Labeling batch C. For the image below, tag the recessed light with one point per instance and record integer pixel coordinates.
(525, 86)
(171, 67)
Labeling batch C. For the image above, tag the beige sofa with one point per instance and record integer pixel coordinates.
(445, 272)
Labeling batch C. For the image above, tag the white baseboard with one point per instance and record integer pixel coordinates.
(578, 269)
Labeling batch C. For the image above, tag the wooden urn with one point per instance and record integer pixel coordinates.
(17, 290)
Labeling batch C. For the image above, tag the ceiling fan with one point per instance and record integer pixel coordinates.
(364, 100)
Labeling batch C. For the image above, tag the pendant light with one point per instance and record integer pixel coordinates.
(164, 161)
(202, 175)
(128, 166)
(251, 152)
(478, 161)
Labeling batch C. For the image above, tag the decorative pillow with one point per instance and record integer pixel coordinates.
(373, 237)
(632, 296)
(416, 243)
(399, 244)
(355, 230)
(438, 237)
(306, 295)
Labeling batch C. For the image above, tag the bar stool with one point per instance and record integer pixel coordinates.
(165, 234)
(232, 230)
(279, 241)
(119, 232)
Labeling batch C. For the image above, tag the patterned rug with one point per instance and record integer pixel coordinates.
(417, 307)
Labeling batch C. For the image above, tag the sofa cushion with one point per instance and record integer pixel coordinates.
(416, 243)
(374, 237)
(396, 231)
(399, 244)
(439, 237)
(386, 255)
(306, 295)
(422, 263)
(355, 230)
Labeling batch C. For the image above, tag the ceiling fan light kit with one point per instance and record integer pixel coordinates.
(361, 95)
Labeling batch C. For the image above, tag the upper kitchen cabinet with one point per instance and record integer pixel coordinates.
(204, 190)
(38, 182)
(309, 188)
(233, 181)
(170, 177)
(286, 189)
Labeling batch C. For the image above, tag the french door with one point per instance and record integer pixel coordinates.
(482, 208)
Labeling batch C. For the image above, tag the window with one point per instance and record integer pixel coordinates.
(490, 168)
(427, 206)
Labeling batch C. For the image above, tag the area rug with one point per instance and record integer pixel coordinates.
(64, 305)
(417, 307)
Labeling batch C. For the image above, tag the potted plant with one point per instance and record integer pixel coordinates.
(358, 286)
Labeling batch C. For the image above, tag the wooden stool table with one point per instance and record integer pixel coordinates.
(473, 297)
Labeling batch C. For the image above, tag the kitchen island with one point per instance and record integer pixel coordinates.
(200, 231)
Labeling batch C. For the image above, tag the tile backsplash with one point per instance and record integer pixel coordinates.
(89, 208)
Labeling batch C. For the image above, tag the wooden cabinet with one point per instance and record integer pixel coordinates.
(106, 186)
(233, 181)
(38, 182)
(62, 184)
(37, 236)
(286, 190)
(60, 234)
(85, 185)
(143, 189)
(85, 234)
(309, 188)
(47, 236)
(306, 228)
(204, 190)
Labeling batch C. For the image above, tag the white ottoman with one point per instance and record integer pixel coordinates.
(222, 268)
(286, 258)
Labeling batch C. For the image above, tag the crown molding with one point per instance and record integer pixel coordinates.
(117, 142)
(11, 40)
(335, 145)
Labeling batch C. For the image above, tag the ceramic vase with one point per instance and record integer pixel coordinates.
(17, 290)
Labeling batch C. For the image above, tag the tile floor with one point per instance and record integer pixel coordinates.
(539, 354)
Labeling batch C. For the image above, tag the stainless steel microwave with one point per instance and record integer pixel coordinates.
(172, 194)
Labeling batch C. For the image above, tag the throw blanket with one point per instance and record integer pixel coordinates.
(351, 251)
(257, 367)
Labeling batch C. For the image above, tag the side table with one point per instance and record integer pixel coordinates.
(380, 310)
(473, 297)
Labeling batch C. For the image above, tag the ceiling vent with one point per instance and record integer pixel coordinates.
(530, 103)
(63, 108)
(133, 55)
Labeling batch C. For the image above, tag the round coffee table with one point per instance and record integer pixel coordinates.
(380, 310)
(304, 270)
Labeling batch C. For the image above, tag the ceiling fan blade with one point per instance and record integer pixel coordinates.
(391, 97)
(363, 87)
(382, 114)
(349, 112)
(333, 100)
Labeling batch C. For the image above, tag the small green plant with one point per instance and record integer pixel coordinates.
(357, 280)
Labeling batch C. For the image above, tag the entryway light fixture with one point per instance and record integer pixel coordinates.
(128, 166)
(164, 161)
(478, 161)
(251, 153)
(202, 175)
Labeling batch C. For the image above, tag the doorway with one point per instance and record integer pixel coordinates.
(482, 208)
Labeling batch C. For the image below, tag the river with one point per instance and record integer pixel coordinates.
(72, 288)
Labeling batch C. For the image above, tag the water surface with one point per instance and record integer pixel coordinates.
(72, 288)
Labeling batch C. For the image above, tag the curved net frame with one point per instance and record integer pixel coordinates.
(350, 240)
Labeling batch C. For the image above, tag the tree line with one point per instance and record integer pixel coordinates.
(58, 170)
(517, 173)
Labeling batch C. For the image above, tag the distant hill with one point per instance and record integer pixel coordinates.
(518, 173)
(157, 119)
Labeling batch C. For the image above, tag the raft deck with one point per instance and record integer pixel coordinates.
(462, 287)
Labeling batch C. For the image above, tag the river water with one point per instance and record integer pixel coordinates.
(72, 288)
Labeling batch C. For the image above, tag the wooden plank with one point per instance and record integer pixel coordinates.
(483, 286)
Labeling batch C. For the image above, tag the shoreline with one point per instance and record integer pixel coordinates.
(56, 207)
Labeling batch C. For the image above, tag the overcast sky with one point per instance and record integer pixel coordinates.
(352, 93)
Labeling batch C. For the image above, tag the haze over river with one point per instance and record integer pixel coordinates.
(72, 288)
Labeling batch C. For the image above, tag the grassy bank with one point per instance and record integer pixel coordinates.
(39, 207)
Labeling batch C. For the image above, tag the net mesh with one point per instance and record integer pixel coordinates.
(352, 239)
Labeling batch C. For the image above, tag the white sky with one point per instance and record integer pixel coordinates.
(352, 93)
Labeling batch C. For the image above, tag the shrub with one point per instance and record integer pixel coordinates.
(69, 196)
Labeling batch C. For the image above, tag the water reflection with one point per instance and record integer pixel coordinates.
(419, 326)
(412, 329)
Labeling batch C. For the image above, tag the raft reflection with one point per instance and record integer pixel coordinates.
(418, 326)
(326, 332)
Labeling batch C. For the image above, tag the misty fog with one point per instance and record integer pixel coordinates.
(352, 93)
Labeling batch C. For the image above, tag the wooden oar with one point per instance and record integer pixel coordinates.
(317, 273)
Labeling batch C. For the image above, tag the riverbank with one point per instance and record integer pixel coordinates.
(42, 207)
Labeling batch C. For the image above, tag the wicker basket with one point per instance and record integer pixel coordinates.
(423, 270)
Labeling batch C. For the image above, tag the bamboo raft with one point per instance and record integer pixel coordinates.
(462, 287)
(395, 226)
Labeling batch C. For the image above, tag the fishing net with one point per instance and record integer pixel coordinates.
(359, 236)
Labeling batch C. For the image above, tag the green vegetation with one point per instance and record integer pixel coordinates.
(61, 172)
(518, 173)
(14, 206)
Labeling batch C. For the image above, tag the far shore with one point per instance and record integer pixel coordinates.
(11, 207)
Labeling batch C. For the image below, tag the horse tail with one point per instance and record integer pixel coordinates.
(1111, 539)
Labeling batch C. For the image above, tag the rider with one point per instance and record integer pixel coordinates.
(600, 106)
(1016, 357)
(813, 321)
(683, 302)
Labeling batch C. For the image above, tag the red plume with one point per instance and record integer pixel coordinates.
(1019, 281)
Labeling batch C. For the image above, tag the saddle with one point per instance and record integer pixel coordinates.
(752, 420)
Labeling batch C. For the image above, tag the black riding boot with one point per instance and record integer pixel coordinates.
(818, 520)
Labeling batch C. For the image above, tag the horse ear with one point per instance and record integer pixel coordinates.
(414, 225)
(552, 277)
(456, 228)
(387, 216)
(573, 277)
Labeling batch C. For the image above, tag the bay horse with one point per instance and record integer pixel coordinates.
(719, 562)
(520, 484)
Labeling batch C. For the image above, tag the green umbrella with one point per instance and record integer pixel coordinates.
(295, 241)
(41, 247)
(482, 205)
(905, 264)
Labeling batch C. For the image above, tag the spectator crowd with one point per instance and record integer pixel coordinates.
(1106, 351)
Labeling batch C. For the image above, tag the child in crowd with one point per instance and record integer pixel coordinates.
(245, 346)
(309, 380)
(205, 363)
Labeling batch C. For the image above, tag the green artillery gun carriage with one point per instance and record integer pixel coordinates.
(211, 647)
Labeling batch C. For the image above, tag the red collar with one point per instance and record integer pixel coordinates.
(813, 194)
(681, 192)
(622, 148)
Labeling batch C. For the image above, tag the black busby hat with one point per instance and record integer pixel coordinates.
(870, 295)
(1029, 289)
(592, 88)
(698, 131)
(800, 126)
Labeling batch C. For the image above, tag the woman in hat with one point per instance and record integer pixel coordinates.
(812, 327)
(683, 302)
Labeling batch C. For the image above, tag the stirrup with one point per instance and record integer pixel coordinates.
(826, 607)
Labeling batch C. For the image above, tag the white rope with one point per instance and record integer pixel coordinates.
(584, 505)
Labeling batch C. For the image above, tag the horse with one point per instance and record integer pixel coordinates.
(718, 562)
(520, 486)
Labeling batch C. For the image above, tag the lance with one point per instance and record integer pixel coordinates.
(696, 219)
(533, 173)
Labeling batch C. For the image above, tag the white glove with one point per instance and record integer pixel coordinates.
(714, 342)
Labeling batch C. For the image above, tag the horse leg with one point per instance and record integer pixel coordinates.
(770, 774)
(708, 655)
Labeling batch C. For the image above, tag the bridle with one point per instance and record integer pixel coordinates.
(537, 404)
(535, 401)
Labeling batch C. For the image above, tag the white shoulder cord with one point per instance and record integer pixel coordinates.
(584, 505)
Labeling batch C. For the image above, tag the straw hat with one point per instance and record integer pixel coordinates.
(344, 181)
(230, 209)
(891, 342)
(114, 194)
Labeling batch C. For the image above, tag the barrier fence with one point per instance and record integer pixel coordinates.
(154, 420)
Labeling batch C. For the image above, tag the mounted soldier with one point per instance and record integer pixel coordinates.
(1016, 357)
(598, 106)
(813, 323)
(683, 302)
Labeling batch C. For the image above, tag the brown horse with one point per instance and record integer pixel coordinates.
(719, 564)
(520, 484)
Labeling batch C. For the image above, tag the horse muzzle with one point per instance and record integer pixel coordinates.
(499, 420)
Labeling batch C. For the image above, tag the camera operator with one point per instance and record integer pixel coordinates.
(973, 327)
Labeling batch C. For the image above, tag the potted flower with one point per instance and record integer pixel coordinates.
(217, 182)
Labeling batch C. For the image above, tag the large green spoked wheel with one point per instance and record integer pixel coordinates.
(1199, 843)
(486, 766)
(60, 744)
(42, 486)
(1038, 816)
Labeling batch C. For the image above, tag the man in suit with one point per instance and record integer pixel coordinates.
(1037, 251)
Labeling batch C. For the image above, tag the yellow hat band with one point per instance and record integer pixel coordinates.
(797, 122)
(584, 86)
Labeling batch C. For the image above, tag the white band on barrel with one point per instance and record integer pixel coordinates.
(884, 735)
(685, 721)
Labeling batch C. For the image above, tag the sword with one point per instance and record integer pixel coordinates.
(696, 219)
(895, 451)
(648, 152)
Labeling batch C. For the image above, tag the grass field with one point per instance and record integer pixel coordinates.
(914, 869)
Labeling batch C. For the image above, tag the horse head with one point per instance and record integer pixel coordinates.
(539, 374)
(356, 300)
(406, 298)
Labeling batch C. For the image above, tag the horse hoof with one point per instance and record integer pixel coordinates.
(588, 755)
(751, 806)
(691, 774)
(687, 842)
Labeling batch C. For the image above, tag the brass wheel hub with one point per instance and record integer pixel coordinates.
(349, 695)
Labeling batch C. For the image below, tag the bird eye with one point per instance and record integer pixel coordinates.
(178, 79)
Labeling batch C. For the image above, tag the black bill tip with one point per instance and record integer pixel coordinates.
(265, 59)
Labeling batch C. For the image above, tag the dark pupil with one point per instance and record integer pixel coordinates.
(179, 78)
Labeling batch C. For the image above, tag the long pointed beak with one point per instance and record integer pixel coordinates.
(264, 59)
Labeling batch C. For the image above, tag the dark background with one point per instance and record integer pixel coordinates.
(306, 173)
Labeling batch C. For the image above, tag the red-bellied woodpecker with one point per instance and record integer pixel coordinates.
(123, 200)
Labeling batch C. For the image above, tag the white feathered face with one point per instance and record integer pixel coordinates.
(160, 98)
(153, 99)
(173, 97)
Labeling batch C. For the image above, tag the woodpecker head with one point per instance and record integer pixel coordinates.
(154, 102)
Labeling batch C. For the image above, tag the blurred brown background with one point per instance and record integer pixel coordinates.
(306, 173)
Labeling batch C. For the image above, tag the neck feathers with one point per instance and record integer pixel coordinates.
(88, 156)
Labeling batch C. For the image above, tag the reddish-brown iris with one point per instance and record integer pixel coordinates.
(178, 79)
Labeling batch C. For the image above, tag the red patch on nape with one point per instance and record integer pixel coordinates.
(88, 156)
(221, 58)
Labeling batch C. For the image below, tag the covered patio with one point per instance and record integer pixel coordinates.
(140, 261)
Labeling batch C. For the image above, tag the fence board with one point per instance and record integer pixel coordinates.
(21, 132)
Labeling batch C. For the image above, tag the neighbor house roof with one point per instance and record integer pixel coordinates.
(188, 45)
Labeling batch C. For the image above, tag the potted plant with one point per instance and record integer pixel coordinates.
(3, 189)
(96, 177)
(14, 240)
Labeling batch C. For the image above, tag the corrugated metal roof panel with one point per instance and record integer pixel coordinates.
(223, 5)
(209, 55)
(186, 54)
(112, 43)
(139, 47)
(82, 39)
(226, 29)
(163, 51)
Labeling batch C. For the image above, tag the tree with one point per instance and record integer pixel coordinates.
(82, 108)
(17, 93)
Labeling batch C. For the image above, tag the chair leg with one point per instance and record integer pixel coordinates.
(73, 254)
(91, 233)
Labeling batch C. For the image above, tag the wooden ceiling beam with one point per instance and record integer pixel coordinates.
————————
Repeat the line that contains "Labeling batch C. For the image above, tag the corrugated", then every line after it until the records end, with nothing added.

Labeling batch C. For the image above, tag the corrugated metal roof panel with one point per instance and record integer pixel coordinates.
(223, 5)
(209, 55)
(186, 54)
(112, 43)
(139, 47)
(82, 39)
(226, 29)
(163, 51)
Labeling batch C. For the image above, tag the tree with one point per instance and record integer pixel coordinates.
(82, 108)
(17, 93)
Labeling batch C. For the image above, tag the chair leg with one point per instance and record integer pixel coordinates.
(73, 254)
(91, 233)
Labeling batch C. For the image above, tag the wooden ceiling beam with one point per instance and record integer pixel coordinates.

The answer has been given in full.